[Saved entries]
*** Block opens ***

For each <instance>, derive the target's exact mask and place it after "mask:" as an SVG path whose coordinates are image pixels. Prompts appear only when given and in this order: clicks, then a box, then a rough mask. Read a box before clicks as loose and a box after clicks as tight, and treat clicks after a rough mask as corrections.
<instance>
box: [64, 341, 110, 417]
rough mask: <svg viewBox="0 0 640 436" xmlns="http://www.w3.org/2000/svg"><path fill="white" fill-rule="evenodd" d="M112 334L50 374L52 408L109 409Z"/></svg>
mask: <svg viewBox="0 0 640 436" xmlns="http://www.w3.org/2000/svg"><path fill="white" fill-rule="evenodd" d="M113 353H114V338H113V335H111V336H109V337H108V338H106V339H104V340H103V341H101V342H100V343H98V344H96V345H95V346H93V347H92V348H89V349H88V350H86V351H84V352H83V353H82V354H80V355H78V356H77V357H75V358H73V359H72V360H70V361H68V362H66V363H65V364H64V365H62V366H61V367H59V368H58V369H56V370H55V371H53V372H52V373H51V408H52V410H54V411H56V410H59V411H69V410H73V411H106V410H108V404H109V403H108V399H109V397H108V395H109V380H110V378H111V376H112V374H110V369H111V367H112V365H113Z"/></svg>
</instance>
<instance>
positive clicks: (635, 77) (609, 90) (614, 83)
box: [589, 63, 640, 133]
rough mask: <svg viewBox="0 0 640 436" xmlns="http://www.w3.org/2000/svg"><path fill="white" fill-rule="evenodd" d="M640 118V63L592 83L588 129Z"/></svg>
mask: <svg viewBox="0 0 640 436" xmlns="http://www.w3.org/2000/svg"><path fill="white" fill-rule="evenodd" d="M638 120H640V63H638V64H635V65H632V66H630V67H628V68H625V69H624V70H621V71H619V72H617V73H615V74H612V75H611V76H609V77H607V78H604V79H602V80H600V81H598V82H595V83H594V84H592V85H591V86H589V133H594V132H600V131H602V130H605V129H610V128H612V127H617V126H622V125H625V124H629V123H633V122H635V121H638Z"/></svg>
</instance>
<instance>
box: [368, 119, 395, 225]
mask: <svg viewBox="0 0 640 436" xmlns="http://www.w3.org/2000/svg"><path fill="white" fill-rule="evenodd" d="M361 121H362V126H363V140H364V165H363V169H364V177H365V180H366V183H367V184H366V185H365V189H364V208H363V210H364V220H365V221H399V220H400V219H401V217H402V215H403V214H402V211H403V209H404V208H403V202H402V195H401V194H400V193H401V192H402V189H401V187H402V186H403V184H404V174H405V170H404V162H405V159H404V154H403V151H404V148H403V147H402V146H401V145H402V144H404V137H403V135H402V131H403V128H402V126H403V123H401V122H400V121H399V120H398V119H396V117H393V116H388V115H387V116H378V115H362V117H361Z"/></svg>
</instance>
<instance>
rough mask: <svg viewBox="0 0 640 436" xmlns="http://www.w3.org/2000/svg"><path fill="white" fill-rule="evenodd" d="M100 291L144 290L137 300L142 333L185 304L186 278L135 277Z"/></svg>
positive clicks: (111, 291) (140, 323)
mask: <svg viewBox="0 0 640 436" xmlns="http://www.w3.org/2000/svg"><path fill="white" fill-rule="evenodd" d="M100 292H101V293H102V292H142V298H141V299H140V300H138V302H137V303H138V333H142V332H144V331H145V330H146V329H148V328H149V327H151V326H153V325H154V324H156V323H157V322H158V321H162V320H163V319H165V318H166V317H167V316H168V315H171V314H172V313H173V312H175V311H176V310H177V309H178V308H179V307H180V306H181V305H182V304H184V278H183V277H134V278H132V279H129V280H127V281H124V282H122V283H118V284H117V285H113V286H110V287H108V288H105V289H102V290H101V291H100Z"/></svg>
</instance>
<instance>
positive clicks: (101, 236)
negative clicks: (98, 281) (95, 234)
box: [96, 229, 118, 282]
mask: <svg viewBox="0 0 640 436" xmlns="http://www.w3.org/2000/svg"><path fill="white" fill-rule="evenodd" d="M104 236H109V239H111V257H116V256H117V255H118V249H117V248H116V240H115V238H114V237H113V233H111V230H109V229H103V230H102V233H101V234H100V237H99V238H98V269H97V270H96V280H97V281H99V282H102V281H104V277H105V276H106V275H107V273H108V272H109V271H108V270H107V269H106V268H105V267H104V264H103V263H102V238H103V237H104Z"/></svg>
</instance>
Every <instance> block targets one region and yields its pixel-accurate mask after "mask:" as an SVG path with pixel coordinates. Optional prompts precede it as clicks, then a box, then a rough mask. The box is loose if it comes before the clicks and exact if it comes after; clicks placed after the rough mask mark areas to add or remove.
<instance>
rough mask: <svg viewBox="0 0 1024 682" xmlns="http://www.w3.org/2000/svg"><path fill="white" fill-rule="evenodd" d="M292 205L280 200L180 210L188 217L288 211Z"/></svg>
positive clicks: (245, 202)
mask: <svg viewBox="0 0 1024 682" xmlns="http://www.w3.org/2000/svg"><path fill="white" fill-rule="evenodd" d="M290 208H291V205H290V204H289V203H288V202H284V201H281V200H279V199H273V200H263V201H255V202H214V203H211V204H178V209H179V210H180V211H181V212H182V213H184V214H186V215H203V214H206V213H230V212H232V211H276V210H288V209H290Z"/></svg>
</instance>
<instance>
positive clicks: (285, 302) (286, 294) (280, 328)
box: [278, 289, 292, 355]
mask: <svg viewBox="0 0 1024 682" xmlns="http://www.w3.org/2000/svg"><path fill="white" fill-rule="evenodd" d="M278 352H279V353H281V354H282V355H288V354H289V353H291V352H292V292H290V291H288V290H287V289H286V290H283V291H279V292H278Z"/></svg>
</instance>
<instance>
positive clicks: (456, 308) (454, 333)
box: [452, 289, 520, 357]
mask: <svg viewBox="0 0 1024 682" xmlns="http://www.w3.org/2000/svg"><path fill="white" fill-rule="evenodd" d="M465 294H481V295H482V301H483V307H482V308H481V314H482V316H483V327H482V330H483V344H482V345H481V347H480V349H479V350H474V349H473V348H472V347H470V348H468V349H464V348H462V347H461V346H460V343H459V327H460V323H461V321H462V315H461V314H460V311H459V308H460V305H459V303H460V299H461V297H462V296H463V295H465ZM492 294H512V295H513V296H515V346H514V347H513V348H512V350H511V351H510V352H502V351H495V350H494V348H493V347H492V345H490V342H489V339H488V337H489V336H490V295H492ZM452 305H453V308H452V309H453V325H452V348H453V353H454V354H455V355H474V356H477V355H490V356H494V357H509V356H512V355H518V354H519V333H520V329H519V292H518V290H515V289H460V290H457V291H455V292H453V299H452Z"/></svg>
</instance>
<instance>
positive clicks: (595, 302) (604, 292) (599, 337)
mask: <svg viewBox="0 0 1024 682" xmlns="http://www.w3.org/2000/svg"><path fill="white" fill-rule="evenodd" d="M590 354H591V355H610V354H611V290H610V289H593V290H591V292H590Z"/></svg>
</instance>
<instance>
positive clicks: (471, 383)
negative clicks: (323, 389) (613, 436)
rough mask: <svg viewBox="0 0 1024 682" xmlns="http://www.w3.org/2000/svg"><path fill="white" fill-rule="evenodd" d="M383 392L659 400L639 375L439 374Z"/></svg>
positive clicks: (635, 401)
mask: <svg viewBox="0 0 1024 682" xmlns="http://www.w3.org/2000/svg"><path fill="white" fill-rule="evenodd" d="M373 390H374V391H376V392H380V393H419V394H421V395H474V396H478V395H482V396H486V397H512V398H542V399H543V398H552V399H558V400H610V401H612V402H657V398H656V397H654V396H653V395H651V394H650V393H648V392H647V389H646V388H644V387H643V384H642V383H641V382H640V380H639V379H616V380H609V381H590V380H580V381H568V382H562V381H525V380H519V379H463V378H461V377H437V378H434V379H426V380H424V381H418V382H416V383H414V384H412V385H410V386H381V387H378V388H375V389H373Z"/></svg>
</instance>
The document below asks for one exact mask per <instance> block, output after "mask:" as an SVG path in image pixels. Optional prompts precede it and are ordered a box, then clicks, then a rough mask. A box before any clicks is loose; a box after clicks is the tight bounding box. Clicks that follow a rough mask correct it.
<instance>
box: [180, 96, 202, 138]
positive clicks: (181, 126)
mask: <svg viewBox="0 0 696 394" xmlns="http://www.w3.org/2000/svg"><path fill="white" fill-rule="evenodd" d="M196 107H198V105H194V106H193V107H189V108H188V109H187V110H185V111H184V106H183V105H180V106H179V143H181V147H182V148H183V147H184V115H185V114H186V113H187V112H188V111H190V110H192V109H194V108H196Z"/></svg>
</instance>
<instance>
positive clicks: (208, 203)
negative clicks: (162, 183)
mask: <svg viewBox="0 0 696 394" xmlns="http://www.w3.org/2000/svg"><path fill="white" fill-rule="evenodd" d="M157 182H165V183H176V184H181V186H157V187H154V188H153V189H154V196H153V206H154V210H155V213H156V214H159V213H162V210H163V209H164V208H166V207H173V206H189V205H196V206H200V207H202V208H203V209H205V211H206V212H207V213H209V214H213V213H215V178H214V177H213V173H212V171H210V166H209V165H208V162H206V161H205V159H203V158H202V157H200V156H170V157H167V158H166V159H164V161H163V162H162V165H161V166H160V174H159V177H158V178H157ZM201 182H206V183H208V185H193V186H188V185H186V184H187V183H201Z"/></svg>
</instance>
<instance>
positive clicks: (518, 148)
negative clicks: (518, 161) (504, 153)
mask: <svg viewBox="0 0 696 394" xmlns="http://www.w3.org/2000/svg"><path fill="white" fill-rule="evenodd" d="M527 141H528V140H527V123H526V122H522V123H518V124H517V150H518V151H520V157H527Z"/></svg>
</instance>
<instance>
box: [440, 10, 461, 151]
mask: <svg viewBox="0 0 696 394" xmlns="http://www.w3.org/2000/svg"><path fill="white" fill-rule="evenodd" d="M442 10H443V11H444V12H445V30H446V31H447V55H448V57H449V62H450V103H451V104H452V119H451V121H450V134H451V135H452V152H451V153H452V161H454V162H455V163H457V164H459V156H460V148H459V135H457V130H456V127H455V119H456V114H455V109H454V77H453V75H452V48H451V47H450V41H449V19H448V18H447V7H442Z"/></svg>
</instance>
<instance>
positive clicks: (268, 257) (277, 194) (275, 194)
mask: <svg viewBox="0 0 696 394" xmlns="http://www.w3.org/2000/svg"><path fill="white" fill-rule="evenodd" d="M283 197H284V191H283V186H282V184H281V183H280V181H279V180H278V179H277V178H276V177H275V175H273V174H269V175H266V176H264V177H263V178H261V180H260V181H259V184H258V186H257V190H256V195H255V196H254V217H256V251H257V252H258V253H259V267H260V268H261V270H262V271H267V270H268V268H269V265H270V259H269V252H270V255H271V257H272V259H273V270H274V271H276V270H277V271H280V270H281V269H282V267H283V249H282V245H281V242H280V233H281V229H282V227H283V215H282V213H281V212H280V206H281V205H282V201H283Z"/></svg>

*** Block closes ***

Search the entries above for lines containing the word "Optional", and copy each one.

Every <instance> block targets one region and yields its pixel-accurate mask after "mask:" as an SVG path with pixel coordinates. Optional prompts precede it as clicks, then a box, then a rough mask. The box is loose if it comes before the clicks and exact if it comes after; clicks placed after the rough mask mark areas to add or remove.
The document below asks for one exact mask per <instance> block, output after "mask:" as an SVG path in image pixels. Optional prompts precede it and are ordered a box, then clicks, then a rough mask. A box before any clicks is loose; a box after clicks is the tight bounding box. Clicks that follow a rough mask correct it.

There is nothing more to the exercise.